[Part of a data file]
+++

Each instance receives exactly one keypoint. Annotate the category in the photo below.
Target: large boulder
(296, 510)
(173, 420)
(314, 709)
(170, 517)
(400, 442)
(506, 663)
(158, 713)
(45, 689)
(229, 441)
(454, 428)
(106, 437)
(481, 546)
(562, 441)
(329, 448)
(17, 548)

+++

● **YOUR OBJECTIVE**
Update the data by replacing "large boulder" with "big rock" and keep everything else unchanged.

● **OUTPUT FOR THIS EXERCISE**
Each instance receives exactly one keypoint. Annotate the category in the photo below.
Target: big rock
(296, 510)
(173, 420)
(314, 709)
(170, 517)
(400, 442)
(506, 663)
(158, 713)
(45, 689)
(229, 441)
(454, 428)
(106, 437)
(481, 546)
(562, 441)
(329, 448)
(17, 548)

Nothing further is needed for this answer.